### [What you need to do]
Copy out every record exactly.
● ● ● ●
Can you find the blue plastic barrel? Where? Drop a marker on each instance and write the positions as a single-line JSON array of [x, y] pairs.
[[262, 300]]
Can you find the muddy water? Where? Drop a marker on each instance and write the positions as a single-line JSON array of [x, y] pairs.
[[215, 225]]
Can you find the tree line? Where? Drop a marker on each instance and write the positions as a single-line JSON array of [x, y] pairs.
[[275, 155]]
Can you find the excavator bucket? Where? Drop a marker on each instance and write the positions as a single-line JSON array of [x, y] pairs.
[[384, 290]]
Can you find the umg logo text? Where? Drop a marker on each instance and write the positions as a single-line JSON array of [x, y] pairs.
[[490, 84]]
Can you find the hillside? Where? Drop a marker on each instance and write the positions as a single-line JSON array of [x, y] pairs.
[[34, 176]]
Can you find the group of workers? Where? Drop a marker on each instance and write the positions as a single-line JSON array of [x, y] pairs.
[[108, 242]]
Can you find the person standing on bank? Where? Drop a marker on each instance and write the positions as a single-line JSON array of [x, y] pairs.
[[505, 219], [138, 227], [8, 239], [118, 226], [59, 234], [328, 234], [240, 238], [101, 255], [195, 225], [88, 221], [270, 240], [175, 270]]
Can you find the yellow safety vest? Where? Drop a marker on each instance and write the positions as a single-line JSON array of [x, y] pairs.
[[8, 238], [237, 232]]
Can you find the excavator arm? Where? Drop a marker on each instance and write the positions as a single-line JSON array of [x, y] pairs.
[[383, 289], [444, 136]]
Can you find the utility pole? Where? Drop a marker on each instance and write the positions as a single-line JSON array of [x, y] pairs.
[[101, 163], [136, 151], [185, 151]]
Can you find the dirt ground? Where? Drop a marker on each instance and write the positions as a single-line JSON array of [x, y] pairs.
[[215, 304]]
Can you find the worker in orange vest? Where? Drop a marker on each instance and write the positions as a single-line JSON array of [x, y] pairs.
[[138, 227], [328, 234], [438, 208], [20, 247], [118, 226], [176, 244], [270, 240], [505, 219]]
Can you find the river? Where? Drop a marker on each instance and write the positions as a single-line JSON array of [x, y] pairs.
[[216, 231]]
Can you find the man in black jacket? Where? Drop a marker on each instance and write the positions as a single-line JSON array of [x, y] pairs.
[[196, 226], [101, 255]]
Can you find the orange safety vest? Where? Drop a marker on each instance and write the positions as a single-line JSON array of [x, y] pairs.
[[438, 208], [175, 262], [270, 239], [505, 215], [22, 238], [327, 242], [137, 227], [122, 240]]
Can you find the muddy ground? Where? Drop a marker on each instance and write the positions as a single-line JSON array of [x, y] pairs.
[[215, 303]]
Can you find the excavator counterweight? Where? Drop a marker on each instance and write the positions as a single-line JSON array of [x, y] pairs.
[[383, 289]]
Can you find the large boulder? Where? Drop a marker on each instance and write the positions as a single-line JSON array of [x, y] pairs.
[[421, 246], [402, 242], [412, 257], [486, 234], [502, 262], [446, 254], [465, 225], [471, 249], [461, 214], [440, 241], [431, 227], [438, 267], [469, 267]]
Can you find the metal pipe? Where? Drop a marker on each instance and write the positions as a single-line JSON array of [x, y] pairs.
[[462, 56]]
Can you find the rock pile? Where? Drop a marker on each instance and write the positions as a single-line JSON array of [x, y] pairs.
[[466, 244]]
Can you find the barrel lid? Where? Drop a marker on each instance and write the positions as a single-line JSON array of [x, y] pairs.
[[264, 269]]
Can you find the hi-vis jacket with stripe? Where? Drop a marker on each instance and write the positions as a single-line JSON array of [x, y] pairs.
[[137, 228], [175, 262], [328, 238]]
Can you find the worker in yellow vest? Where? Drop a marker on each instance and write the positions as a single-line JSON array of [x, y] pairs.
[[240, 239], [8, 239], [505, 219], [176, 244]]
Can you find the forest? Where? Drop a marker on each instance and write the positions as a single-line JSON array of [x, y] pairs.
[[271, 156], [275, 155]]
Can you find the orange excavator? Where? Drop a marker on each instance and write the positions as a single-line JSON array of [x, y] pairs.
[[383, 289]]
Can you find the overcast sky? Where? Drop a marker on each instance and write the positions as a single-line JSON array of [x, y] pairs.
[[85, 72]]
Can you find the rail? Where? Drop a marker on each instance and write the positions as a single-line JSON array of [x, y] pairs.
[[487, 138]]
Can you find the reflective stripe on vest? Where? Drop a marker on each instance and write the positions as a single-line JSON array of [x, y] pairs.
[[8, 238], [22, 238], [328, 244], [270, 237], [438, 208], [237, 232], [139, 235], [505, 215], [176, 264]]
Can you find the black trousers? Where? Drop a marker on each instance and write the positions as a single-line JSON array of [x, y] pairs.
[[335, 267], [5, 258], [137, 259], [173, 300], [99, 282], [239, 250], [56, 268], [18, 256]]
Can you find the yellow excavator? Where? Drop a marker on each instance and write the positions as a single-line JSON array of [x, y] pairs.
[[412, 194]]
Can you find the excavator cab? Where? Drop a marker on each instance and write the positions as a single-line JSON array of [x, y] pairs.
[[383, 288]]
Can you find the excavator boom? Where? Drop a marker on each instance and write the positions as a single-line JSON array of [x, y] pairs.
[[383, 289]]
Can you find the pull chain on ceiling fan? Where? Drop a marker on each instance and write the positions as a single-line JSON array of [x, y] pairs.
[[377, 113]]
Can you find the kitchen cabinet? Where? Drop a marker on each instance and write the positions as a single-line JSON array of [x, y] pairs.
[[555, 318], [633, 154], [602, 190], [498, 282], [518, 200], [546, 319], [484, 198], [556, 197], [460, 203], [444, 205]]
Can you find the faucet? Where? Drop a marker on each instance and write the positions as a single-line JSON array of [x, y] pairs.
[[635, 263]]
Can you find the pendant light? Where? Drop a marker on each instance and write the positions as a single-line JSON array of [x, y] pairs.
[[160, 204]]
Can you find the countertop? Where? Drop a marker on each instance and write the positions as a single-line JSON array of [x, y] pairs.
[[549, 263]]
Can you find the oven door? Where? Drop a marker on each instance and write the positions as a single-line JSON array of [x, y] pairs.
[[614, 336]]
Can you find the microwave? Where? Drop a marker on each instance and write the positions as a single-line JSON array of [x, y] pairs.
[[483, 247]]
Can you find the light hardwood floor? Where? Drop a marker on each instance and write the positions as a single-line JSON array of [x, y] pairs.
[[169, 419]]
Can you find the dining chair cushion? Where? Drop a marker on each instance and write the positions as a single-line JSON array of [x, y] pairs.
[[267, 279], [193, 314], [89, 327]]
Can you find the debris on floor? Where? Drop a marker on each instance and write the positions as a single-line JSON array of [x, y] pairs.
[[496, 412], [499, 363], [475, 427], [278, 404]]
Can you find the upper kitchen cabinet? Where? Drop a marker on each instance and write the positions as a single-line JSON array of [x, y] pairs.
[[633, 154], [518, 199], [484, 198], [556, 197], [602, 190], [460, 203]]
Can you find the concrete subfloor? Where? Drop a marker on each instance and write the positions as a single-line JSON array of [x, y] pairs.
● ● ● ●
### [Expected output]
Can you find the blue plastic barrel? Where? Drop a marker on each instance and write the positions as a single-line JSON array of [x, y] pairs.
[[262, 300]]
Can you find the muddy water? Where? Drop a marker on each instance and write the positions as a single-line JSON array of [x, y] pairs.
[[215, 225]]
Can you find the tree line? Where? Drop a marker on each instance and write the positions as a single-line JSON array of [x, y] pairs.
[[275, 155]]
Can you find the excavator bucket? Where? Drop a marker on each instance and write the positions as a single-line JSON array of [x, y] pairs.
[[384, 290]]
Can you find the umg logo text? Where? Drop a marker on each instance and write the positions as a single-line JSON array of [x, y] pairs.
[[490, 84]]
Can you find the hillside? Where? Drop a marker on each instance and write the positions as a single-line JSON array of [x, y] pairs.
[[34, 176]]
Can you find the group of workers? Where? Drop a marker on each instance and write the positions as a single-line JSON array of [x, y] pairs.
[[108, 242]]
Can you find the person standing on bank? Where? Drop a marker on each instance and write the positions as a single-line JSON array of [x, y] pairs.
[[505, 219], [138, 227], [8, 239], [118, 226], [59, 234], [328, 234], [240, 238], [101, 255], [195, 225], [88, 221], [270, 240], [175, 270]]
Can you find the yellow safety vest? Where? Drop a marker on each instance and write the positions as a single-line JSON array of [x, y] pairs.
[[8, 238], [237, 232]]
Can you find the excavator arm? Where? Drop a marker on each instance and write the positions as a single-line JSON array of [x, y] pairs.
[[383, 289], [444, 136]]
Can you find the utility pole? Where? Drop a marker on each instance and write the positions as a single-line JSON array of [x, y] pairs.
[[101, 163], [136, 151], [185, 151]]
Can you find the dirt ground? Where? Drop a marker on each instance and write the positions as a single-line JSON array of [x, y] pairs.
[[215, 304]]
Can you find the worker in orange vest? Where? Drop a marker on each instance and write the positions as a single-line JSON array of [x, y] pairs.
[[138, 227], [328, 234], [438, 208], [20, 247], [118, 226], [176, 244], [270, 240], [505, 219]]
Can you find the river? Where? Drop a marker on each instance and write the positions as a single-line JSON array of [x, y] pairs.
[[216, 231]]
Can you find the man in black jacket? Where? Drop a marker on each instance and write the positions as a single-line JSON array of [x, y] pairs.
[[196, 226], [101, 255]]
Can you find the orange safety vest? Where? Drop a marker on each instance and write the positions as a single-line JSON array of [x, y] pairs.
[[438, 208], [175, 262], [270, 239], [505, 215], [22, 238], [327, 242], [137, 227], [122, 240]]
Can you find the muddy ground? Where? Drop a marker on each instance and write the positions as a single-line JSON array of [x, y] pairs.
[[215, 303]]
Can you find the excavator counterweight? Where? Drop a marker on each instance and write the positions as a single-line JSON array of [x, y] pairs.
[[383, 289]]
Can you find the large boulder? Where? Drop a marker on each instance and write the positions as a single-line JSON array of [x, y] pairs.
[[421, 246], [402, 242], [412, 257], [486, 234], [502, 262], [446, 254], [465, 225], [471, 249], [461, 214], [440, 241], [431, 227], [438, 267], [469, 267]]
Can you find the metal pipe? Where? Drop a marker on each instance and write the positions as a single-line JSON array of [x, y] pairs.
[[462, 56]]
Can you find the rock pile? Where? Drop a marker on each instance and write the positions as a single-line JSON array of [x, y] pairs.
[[466, 244]]
Can you find the barrel lid? Where? Drop a marker on each instance and write the positions as a single-line JSON array of [x, y] pairs.
[[264, 269]]
Can you find the hi-vis jacket with stripe? Where? Drop a marker on each instance and write the positions as a single-line JSON array of [x, y] pairs.
[[137, 228], [175, 262], [328, 238]]
Can you find the worker in yellow vest? Where? Drop a marker on each instance and write the positions as a single-line JSON array of [x, y] pairs.
[[240, 239], [8, 239], [505, 219], [176, 244]]
Can you find the forest? Where? Drop a marker on each instance and write the positions as a single-line JSON array of [x, y] pairs.
[[271, 156], [275, 155]]
Can you find the orange excavator? Where? Drop a marker on each instance and write the positions as a single-line JSON array of [x, y] pairs.
[[383, 289]]
Can you find the overcast sky? Where? Drop a marker on each instance and write the positions as a single-line JSON array of [x, y] pairs.
[[85, 72]]
Can you find the rail? Where? Drop a marker on each instance and write the positions as a single-line JSON array of [x, y] pairs.
[[487, 138]]
Can you find the reflective stripe on vest? Where? Drop a marker on each instance and write the positions as a single-line JSON array of [x, y] pairs.
[[8, 238], [22, 238], [328, 244], [270, 237], [438, 208], [237, 232], [139, 235], [505, 215], [176, 264]]
Can you find the black trousers? Where? Drop a marker on each instance and write the positions as a single-line JSON array of [x, y] pairs.
[[335, 267], [5, 258], [137, 259], [173, 300], [99, 282], [239, 250], [56, 268], [18, 256]]
Can you find the yellow excavator? Where? Drop a marker on each instance and write the positions as a single-line JSON array of [x, y] pairs.
[[412, 194]]
Can you find the excavator cab? Where? Drop a marker on each instance and write the positions as a single-line JSON array of [x, y] pairs.
[[383, 288]]
Can you find the excavator boom? Where? Drop a marker on each instance and write the positions as a single-line JSON array of [x, y] pairs.
[[383, 289]]
Can you find the pull chain on ceiling fan? Where? Drop a marker on each instance and write the positions as a single-line JSON array of [x, y] pairs.
[[377, 113]]
Can you find the kitchen cabinet? Where? Drop a marker on each instance and write the positions as a single-line JSON array of [x, y] pairs.
[[555, 318], [633, 154], [602, 190], [498, 282], [518, 200], [546, 319], [484, 198], [556, 197], [460, 203], [444, 205]]
Can you find the faucet? Where? Drop a marker on each instance and write the positions as a single-line JSON array of [x, y] pairs.
[[635, 263]]
Can you find the pendant light? Where? Drop a marker on each instance and write the positions as a single-line JSON array of [x, y] pairs.
[[160, 204]]
Can you find the countertop? Where? Drop a marker on each instance and write the positions as a single-line JSON array of [x, y] pairs.
[[549, 263]]
Can you find the oven door? Where? Drop a marker on each instance and write the positions as a single-line JSON array of [x, y] pairs.
[[614, 336]]
Can you find the microwave? Where? Drop a marker on each instance and write the positions as a single-line JSON array of [x, y] pairs.
[[483, 247]]
Can you find the light hardwood floor? Where? Drop a marker on each instance and write the positions as a single-line JSON array of [x, y] pairs.
[[169, 419]]
Can you find the dining chair cushion? Where? Drop a marker on each instance and write the positions as a single-line JSON array of [x, y] pairs.
[[267, 279], [193, 314], [89, 327]]
Can you find the debris on floor? Where? Drop a marker on each instance and write the positions as a single-line JSON array of [x, y] pairs.
[[496, 412], [499, 363], [475, 427], [278, 404]]
Can you find the upper kitchen cabinet? Where? Drop a marker on each instance and write the positions as a single-line JSON array of [x, y] pairs.
[[633, 154], [518, 199], [484, 198], [556, 197], [602, 190], [460, 203]]
Can you find the concrete subfloor? Where? Drop a marker on each instance and write the positions as a single-line JSON array of [x, y] pairs.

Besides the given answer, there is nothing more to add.